◆ **EXTRACT TO READ**
········

Last Monday, the University of Toronto Cities Centre held a symposium to convene academics, architects, planners, engineers, community organizers, artists, students, and politicians to discuss the future of Tower Neighbourhood Renewal and exchange ideas. The symposium attempted to benchmark work done to date, identify gaps that need to be filled to move forward, and re-energize the conversation around the Tower Neighbourhood Renewal plan.

At the heart of Tower Neighbourhood Renewal is a combination of actions to renew Toronto’s stock of apartment towers, which include: re-skinning buildings to increase energy efficiency, infilling open space around towers with new community services and housing to meet evolving demands, enabling better walkability and transit service, improving the quality and function of open spaces, introducing community food programs, and engaging the community in this renewal process. With such a large mandate, Tower Neighbourhood Renewal is an exemplary initiative that showcases the cross–disciplinary collaboration needed to achieve a more sustainable Toronto.

The plan is rare in its inclusive nature, and has the potential to have a positive effect on every ward in the city. As councillor Shelley Carroll noted at the Cities Centre symposium, “when Tower Renewal was first introduced, councillors paid attention because it is a plan relevant to all wards.” Despite the tone of the recent election, Carroll remains confident that the emotional investment from council towards Tower Neighbourhood Renewal is still present.

Toronto’s apartment towers are unique in North America in that they are quite prevalent throughout the suburbs, not just in the downtown core. Many of these towers, which comprise  half of the rental housing stock in Toronto, were originally built for a young urban population during a period of growth in the ’60s and ’70s, and now house many families and newcomers to the city.

These ubiquitous towers are now posing a unique problem as they reach the end of their life cycles, and are in need of substantial retrofitting to remain functional and serve their communities. Many towers consume more energy on a per square metre basis than a typical single-family home. It is estimated that it would cost roughly $56 billion to demolish and rebuild all the towers with new housing stock. Tower Neighbourhood Renewal relies on keeping the assets we already have, and saving money retrofitting instead of starting from scratch. The concept of building reuse is one that we’re still getting used to in North America, but which is common practice elsewhere in the world.

········

◆ **EXCERPTED DATA**
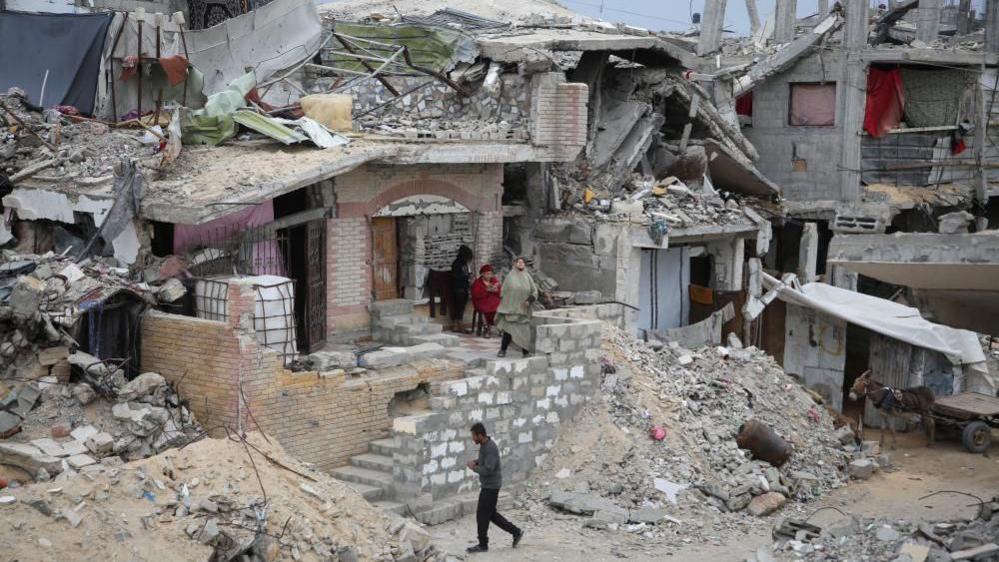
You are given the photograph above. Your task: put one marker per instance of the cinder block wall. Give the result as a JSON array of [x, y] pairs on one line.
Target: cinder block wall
[[523, 404], [318, 419]]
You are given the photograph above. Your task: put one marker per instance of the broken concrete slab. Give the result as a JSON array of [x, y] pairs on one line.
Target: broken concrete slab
[[83, 433], [50, 447], [80, 461], [100, 443], [766, 504], [29, 458], [862, 469]]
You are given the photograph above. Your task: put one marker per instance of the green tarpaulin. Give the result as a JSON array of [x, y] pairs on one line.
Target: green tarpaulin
[[433, 47]]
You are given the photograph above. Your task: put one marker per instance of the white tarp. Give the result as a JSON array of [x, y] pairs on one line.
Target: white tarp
[[883, 316], [268, 40]]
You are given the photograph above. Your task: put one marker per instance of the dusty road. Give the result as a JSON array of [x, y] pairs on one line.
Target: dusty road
[[918, 471]]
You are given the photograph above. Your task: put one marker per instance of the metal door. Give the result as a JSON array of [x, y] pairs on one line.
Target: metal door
[[315, 281], [385, 267]]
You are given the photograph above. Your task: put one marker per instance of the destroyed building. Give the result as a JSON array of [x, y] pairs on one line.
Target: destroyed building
[[270, 242]]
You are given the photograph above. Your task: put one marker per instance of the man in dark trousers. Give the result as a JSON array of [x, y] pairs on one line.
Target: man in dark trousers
[[490, 478]]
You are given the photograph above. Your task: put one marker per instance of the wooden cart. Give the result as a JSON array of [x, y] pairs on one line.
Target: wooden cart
[[973, 413]]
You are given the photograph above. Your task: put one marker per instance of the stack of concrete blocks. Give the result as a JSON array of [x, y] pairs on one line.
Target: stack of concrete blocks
[[522, 402]]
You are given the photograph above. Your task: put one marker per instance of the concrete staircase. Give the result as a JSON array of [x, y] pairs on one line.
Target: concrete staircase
[[393, 322], [370, 474]]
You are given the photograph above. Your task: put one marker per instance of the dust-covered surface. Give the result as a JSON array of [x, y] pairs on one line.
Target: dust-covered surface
[[618, 480], [522, 12], [208, 496]]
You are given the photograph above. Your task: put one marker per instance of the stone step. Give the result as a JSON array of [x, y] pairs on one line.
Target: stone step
[[370, 493], [385, 447], [363, 476], [372, 461], [393, 307], [419, 329], [391, 507], [446, 340]]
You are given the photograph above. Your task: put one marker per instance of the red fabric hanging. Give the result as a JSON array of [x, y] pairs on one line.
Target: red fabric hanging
[[744, 104], [885, 101]]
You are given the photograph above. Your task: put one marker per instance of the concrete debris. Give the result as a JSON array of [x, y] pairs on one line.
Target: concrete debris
[[865, 538], [205, 501]]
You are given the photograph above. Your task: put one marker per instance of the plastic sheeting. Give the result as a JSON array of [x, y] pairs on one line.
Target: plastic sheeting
[[60, 52], [883, 316], [813, 105], [885, 101]]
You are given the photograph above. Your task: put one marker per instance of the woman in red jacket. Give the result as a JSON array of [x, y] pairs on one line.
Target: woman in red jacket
[[486, 296]]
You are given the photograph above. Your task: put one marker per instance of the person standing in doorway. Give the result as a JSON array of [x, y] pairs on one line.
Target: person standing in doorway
[[513, 317], [491, 479], [461, 280], [485, 297]]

········

◆ **PROBLEMS**
(1) According to the text on Tower Neighbourhood Renewal, roughly how much would it cost to demolish and rebuild all the towers with new housing stock?
(2) Rewrite the passage of the Tower Neighbourhood Renewal text starting at "Last Monday, the" and ending at "Neighbourhood Renewal plan.", with "symposium" changed to "forum".

◆ **THE REPLIES**
(1) Roughly $56 billion.

(2)
Last Monday, the University of Toronto Cities Centre held a forum to convene academics, architects, planners, engineers, community organizers, artists, students, and politicians to discuss the future of Tower Neighbourhood Renewal and exchange ideas. The forum attempted to benchmark work done to date, identify gaps that need to be filled to move forward, and re-energize the conversation around the Tower Neighbourhood Renewal plan.